(Stored data entries)

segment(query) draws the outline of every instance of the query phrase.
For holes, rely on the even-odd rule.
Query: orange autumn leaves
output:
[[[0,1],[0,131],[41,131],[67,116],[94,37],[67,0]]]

● WHAT THE TASK ASKS
Starting with the line that contains "For holes, rely on the even-odd rule.", return each line through the last one of the data above, exactly as written and nothing more.

● ANSWER SECTION
For holes, rely on the even-odd rule.
Query: orange autumn leaves
output:
[[[0,1],[0,131],[41,131],[67,116],[94,37],[67,0]]]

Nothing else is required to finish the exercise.